* _Exercise aim_:
Convert every line of the data below into a Markdown table with two columns, Row and Content. Row holds a running number, Content holds the line, blank lines are omitted, and the pictures stay out of the answer.

* _Input material_:

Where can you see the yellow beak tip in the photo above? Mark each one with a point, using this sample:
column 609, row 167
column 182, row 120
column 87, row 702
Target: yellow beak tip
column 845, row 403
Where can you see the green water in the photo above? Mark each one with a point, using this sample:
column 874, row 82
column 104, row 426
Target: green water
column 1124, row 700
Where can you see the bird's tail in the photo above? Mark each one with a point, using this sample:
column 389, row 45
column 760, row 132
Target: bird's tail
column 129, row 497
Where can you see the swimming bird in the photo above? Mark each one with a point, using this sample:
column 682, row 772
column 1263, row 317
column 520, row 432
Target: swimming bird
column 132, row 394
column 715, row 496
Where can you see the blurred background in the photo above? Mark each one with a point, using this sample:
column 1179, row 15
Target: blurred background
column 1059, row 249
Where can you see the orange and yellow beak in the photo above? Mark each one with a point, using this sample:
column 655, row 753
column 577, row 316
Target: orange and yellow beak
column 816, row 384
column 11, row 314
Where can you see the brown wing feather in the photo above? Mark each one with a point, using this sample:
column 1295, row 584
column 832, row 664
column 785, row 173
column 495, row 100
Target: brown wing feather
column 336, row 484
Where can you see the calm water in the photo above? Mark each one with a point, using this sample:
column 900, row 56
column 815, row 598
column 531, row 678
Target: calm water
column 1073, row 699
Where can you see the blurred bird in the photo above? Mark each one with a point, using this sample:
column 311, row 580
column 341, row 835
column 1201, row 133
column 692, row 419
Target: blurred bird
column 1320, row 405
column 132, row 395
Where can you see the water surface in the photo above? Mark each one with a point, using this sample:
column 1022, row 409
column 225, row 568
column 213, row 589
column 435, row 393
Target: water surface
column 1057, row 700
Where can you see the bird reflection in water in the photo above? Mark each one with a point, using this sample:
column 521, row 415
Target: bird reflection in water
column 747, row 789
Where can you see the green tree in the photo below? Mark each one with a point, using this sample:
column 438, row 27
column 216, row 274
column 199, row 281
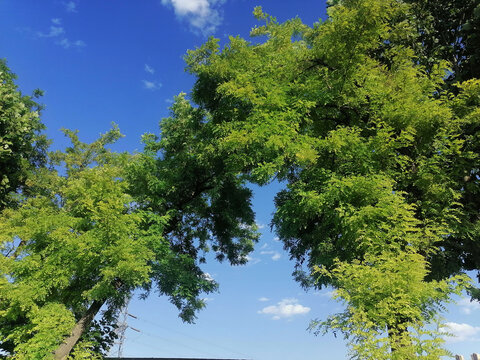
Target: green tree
column 449, row 30
column 22, row 147
column 83, row 242
column 374, row 155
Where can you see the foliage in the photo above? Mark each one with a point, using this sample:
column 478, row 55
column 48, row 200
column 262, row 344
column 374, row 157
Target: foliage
column 374, row 154
column 22, row 147
column 90, row 234
column 449, row 30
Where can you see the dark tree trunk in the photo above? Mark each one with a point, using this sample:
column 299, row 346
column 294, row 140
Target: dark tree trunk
column 66, row 347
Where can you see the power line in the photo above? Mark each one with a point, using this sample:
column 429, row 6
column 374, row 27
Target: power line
column 192, row 337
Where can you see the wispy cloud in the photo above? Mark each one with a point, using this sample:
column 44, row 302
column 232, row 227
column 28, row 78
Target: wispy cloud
column 54, row 31
column 467, row 306
column 260, row 225
column 287, row 308
column 66, row 44
column 70, row 6
column 151, row 85
column 202, row 15
column 275, row 254
column 58, row 33
column 149, row 69
column 208, row 277
column 462, row 332
column 252, row 260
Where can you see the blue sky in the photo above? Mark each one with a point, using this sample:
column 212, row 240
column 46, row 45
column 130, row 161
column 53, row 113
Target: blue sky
column 121, row 61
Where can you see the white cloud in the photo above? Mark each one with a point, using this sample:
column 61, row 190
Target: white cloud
column 58, row 32
column 202, row 15
column 208, row 277
column 252, row 260
column 467, row 306
column 54, row 31
column 149, row 69
column 275, row 254
column 462, row 332
column 66, row 44
column 287, row 308
column 260, row 225
column 70, row 6
column 151, row 85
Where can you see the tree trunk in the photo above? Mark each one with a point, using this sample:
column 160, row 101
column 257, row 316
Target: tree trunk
column 66, row 347
column 399, row 339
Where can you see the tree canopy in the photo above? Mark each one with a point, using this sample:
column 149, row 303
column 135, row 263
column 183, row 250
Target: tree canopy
column 22, row 146
column 98, row 225
column 370, row 120
column 380, row 162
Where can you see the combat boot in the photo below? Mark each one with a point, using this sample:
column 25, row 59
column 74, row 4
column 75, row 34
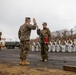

* _Answer to this exercise_:
| Row | Content |
|---|---|
| 1 | Where can you see the yellow beak tip in the photo above? Mark each one with a point, using this sample: |
| 2 | column 609, row 167 |
| 3 | column 182, row 120 |
| 4 | column 87, row 702 |
| 5 | Target: yellow beak tip |
| 6 | column 845, row 403 |
| 7 | Where can you see the green water in the photo above? Mark each one with a point, using this sample: |
| 8 | column 874, row 82 |
| 9 | column 104, row 426 |
| 10 | Target: green water |
| 11 | column 1124, row 700 |
| 12 | Where can you see the bird's tail in the photo above? Mark each one with a point, using this sample: |
| 13 | column 389, row 45 |
| 14 | column 760, row 132 |
| 15 | Target: bird's tail |
| 16 | column 129, row 497 |
| 17 | Where can you see the swimming bird in the photo above? Mark each one with a point, using this sample: |
| 18 | column 682, row 772 |
| 19 | column 1263, row 317 |
| 20 | column 520, row 432 |
| 21 | Target: swimming bird |
| 22 | column 132, row 394 |
| 23 | column 715, row 496 |
| 24 | Where can you see the blurred background in the photo above? Mark each one with a point, using this sample: |
| 25 | column 1179, row 15 |
| 26 | Target: blurred background |
| 27 | column 1059, row 249 |
| 28 | Where can you see the orange and yellow beak in the photo above? Mark each one with a point, using this sample: |
| 29 | column 655, row 753 |
| 30 | column 577, row 316 |
| 31 | Target: orange and yellow beak |
| 32 | column 816, row 384 |
| 33 | column 11, row 314 |
| 34 | Where can you see the brown wing feather in the photo above? Mark each one with a point, using this sample: |
| 35 | column 1295, row 584 |
| 36 | column 832, row 664 |
| 37 | column 785, row 173 |
| 38 | column 495, row 100 |
| 39 | Target: brown wing feather |
| 40 | column 336, row 484 |
| 41 | Where can you see the calm water in the photo above? Mark each one with a point, using this sample: |
| 42 | column 900, row 56 |
| 43 | column 815, row 598 |
| 44 | column 531, row 678 |
| 45 | Target: calm water |
| 46 | column 1073, row 699 |
| 47 | Where can you see the blurred bird in the photo above? Mark each one with a point, using this sample: |
| 48 | column 311, row 580 |
| 49 | column 341, row 835 |
| 50 | column 1201, row 133 |
| 51 | column 692, row 419 |
| 52 | Target: blurred bird |
| 53 | column 1320, row 405 |
| 54 | column 132, row 395 |
| 55 | Where can you see the water surface in the photo above? Mark each one with a point, using this sample: |
| 56 | column 1022, row 409 |
| 57 | column 225, row 568 |
| 58 | column 213, row 589 |
| 59 | column 435, row 393 |
| 60 | Target: water surface |
| 61 | column 1057, row 700 |
| 62 | Where can you see the bird reflection in water in the photo above? Mark each one with a point, using this sample: |
| 63 | column 521, row 415 |
| 64 | Target: bird reflection in water |
| 65 | column 747, row 789 |
| 66 | Where can you see the green tree in the photo below? Mark each one with a point, using this sample: |
| 67 | column 438, row 27 |
| 68 | column 216, row 274 |
| 69 | column 199, row 281 |
| 70 | Target: green tree |
| 71 | column 449, row 30 |
| 72 | column 22, row 147 |
| 73 | column 83, row 242 |
| 74 | column 374, row 155 |
| 75 | Where can you see the foliage in the photo above? Mark each one with a point, using this sample: |
| 76 | column 478, row 55 |
| 77 | column 48, row 200 |
| 78 | column 262, row 344 |
| 79 | column 374, row 157 |
| 80 | Target: foliage |
| 81 | column 374, row 154 |
| 82 | column 22, row 147 |
| 83 | column 90, row 234 |
| 84 | column 449, row 30 |
| 85 | Where can you see the dark tree trunk in the photo above? Mark each one with a point, using this sample: |
| 86 | column 299, row 346 |
| 87 | column 294, row 140 |
| 88 | Target: dark tree trunk |
| 89 | column 66, row 347 |
| 90 | Where can you see the power line in the photo above? Mark each one with a point, using this sample: |
| 91 | column 429, row 6 |
| 92 | column 374, row 27 |
| 93 | Target: power line |
| 94 | column 192, row 337 |
| 95 | Where can you see the wispy cloud in the photo above? Mark each one with a point, using this sample: |
| 96 | column 44, row 302 |
| 97 | column 232, row 227 |
| 98 | column 28, row 78 |
| 99 | Target: wispy cloud |
| 100 | column 54, row 31 |
| 101 | column 467, row 306 |
| 102 | column 260, row 225 |
| 103 | column 287, row 308 |
| 104 | column 66, row 44 |
| 105 | column 70, row 6 |
| 106 | column 151, row 85 |
| 107 | column 202, row 15 |
| 108 | column 275, row 254 |
| 109 | column 58, row 33 |
| 110 | column 149, row 69 |
| 111 | column 208, row 277 |
| 112 | column 462, row 332 |
| 113 | column 252, row 260 |
| 114 | Where can you see the blue sky in the photo above? Mark each one with a point, using this sample: |
| 115 | column 212, row 240 |
| 116 | column 46, row 45 |
| 117 | column 130, row 161 |
| 118 | column 53, row 113 |
| 119 | Target: blue sky |
| 120 | column 121, row 61 |
| 121 | Where can you see the white cloud in the photo above? Mark each one with a point, using this sample: |
| 122 | column 61, row 190 |
| 123 | Target: white cloud |
| 124 | column 58, row 32 |
| 125 | column 202, row 15 |
| 126 | column 208, row 277 |
| 127 | column 252, row 260 |
| 128 | column 467, row 306 |
| 129 | column 54, row 31 |
| 130 | column 149, row 69 |
| 131 | column 275, row 254 |
| 132 | column 462, row 332 |
| 133 | column 66, row 44 |
| 134 | column 287, row 308 |
| 135 | column 260, row 225 |
| 136 | column 70, row 6 |
| 137 | column 151, row 85 |
| 138 | Where can you see the tree trunk in the photo above? Mark each one with a point, using this sample: |
| 139 | column 160, row 101 |
| 140 | column 257, row 316 |
| 141 | Target: tree trunk |
| 142 | column 66, row 347 |
| 143 | column 399, row 339 |
| 144 | Where can you see the tree canopy in the photo above? Mark each one with a point, using this sample: |
| 145 | column 149, row 303 |
| 146 | column 135, row 263 |
| 147 | column 183, row 250 |
| 148 | Target: tree canopy |
| 149 | column 22, row 146 |
| 150 | column 98, row 225 |
| 151 | column 370, row 120 |
| 152 | column 380, row 162 |
| 153 | Where can you see the combat boot in the photo below? Mark each one with a point, using this sample: |
| 154 | column 25, row 59 |
| 155 | column 74, row 4 |
| 156 | column 75, row 34 |